* **Aim 1**
Find every line in the entries below that contains the word "bamboo", and copy each of those lines.

## Begin Document text

Tyne and Wear Metro station in South Tyneside

Simonside is a Tyne and Wear Metro station, serving the suburb of West Harton, South Tyneside in Tyne and Wear, England. It joined the network on 17 March 2008.

==History==
The station was constructed at a cost of £3.2 million, with original plans to open in January 2007. However, delays in planning and construction meant that the station opened later than planned, on 17 March 2008.

The decision to construct a station here was controversial, with the decision not universally welcomed by all local residents. There were concerns that the station's opening would lead to an increase in both crime and local road traffic.

## End Document text
## Begin Input

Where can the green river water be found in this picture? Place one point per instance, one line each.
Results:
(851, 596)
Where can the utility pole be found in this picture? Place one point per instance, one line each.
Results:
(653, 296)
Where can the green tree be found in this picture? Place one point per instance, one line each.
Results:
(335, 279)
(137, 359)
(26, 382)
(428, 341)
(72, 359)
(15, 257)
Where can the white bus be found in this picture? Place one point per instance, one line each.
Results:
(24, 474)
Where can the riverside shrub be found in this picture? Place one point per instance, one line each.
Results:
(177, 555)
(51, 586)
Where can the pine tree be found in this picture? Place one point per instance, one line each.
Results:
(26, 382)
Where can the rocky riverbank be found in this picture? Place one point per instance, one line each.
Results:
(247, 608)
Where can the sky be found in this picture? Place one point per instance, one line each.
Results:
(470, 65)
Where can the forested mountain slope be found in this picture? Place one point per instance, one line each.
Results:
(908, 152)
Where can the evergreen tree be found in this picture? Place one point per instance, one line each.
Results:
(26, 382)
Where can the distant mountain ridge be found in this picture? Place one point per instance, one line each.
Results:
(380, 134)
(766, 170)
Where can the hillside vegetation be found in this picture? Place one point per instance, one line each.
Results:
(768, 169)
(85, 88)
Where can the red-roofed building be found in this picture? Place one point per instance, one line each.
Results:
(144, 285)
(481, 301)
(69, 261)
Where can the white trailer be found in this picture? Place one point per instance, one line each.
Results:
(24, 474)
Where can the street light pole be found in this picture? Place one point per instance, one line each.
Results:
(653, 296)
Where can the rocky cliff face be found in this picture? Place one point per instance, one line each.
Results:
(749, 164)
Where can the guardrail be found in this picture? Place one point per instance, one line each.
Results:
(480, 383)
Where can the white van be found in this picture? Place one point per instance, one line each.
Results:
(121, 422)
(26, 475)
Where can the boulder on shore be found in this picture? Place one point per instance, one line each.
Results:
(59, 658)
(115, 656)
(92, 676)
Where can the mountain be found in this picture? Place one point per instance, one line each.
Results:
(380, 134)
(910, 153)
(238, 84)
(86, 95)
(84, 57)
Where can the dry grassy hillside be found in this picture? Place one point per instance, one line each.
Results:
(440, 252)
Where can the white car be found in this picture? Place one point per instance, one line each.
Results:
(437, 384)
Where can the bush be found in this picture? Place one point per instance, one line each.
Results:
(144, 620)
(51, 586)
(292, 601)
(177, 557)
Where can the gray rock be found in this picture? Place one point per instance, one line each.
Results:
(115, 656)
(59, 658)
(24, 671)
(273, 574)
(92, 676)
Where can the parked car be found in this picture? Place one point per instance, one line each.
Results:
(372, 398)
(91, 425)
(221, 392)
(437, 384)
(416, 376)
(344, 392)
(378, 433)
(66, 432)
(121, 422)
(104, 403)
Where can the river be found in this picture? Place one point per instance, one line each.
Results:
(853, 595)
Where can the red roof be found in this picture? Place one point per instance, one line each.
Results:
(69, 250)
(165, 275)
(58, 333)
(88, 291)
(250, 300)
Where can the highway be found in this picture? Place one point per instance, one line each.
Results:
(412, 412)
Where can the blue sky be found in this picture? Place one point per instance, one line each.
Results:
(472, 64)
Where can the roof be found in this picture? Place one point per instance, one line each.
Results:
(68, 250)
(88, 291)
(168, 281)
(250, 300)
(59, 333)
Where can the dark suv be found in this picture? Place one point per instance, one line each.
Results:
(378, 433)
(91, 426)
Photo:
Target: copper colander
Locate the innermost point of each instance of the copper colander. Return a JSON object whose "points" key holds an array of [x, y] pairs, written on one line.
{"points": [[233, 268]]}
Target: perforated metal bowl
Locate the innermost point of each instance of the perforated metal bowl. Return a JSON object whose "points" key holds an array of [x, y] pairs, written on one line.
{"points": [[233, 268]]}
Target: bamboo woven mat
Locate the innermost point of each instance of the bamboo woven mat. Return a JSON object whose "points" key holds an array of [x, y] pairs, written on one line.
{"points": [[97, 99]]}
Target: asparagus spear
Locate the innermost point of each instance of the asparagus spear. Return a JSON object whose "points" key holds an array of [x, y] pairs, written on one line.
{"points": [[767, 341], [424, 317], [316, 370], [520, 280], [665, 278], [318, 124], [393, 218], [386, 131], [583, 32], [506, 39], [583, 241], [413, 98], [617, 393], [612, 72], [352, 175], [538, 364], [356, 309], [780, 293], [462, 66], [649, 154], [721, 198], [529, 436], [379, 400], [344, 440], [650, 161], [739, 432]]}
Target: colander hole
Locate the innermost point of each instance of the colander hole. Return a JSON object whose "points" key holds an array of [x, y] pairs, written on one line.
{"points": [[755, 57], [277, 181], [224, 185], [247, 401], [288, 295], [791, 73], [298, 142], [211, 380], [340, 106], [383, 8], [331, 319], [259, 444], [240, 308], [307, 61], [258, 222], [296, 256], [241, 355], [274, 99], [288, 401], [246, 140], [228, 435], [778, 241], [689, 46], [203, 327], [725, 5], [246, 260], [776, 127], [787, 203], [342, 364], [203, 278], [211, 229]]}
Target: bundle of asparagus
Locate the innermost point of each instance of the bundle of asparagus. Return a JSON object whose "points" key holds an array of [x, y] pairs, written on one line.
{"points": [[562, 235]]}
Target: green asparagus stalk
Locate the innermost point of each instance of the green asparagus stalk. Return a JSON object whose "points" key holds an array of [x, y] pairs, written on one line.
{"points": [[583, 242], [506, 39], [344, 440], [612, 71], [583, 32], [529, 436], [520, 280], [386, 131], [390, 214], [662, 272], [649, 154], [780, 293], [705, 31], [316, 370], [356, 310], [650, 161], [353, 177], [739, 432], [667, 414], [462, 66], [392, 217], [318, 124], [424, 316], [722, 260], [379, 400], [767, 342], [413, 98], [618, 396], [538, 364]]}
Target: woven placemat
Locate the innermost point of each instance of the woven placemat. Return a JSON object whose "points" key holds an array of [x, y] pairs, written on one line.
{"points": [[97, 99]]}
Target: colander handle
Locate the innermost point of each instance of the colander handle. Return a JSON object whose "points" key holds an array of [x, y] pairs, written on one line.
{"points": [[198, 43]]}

## End Input

* **Aim 2**
Go on with the text about Simonside Metro station above, starting right after its last sentence.

* **Right answer 1**
Target: bamboo woven mat
Locate the innermost point of each instance of the bamboo woven mat. Return a JSON object whose "points" key holds an array of [x, y] pairs, written on one line.

* **Right answer 2**
== Facilities ==
Step-free access is available at all stations across the Tyne and Wear Metro network, with ramps providing step-free access to both platforms at Simonside. The station is equipped with ticket machines, waiting shelter, seating, next train information displays, timetable posters, and an emergency help point on both platforms. Ticket machines are able to accept payment with credit and debit card (including contactless payment), notes and coins. The station is also fitted with smartcard validators, which feature at all stations across the network.

There is no dedicated car parking available at the station. There is the provision for cycle parking, with two cycle pods available for use.

== Services ==
As of April 2021, the station is served by up to five trains per hour on weekdays and Saturday, and up to four trains per hour during the evening and on Sunday.